=== EXERCISE AIM ===
Retype the data below, every word of it, exactly.

RECORDS PROVIDED Block Start

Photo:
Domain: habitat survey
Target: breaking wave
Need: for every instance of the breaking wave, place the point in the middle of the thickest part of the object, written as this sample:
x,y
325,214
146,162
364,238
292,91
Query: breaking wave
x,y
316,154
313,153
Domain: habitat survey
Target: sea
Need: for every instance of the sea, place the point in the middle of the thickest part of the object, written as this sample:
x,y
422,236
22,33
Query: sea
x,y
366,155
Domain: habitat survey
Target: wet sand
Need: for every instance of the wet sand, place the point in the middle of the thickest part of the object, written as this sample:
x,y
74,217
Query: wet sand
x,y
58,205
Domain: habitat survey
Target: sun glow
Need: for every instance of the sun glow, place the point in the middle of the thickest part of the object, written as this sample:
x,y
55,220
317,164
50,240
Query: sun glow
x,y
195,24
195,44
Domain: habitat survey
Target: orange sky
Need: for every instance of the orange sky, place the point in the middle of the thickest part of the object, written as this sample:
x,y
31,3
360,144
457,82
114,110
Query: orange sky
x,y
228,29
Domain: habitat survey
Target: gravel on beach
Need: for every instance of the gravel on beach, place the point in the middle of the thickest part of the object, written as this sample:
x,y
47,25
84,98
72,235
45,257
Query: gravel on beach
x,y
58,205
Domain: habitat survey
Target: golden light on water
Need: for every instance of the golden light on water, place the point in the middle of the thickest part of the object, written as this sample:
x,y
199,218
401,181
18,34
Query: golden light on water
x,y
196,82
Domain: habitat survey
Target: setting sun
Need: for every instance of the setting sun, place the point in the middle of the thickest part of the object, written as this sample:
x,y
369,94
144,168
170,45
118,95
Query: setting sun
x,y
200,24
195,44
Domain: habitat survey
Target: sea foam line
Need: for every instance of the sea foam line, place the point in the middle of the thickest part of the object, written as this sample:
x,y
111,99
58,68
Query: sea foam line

RECORDS PROVIDED Block End

=== REPLY ===
Photo:
Domain: habitat survey
Target: breaking wave
Need: for every instance of the breaking wave, place the point in the middle of the thickest part of the object, written as this sample:
x,y
325,214
146,162
364,238
292,91
Query: breaking wave
x,y
316,154
313,153
Domain: habitat survey
Target: sea
Need: for every instance of the sea, place the point in the middle of the thickest part of the object, written as this sample:
x,y
422,236
22,33
Query: sea
x,y
366,155
Domain: habitat survey
Target: wet sand
Need: for every instance of the wet sand, place the point in the middle of the thickest part of the object, written as this sample:
x,y
74,217
Query: wet sand
x,y
58,205
Domain: habitat survey
Target: sun glow
Need: for every instance of the sun glow, place the point in the middle of the thickest part of the object, written as this sample:
x,y
55,220
317,164
50,240
Query: sun glow
x,y
195,24
195,44
Domain: habitat survey
Target: orange sky
Need: for every instance of the orange sky, place the point in the middle of the thickest part of the object, written as this sample:
x,y
31,3
360,144
457,82
114,110
Query: orange sky
x,y
228,29
Domain: habitat survey
Target: gravel on beach
Need: for every instance of the gravel on beach, place the point in the middle of the thickest part of the object, written as this sample:
x,y
47,25
84,98
72,235
45,257
Query: gravel on beach
x,y
58,205
Domain: habitat survey
Target: golden light on water
Need: for every instance of the golden light on water, place the point in the middle of the thickest part of the object, written as this sample:
x,y
199,218
401,181
18,34
Query: golden light on water
x,y
196,82
Domain: habitat survey
Target: setting sun
Need: for every instance of the setting sun, place the point in the middle of the thickest part of the object, written as this sample:
x,y
369,94
144,168
170,45
118,95
Query: setting sun
x,y
200,24
195,44
Domain: habitat survey
Target: sea foam line
Need: for every instance of the sea foam line, place the point in the middle of the thickest part of the object, written as this sample:
x,y
111,99
58,68
Query: sea foam line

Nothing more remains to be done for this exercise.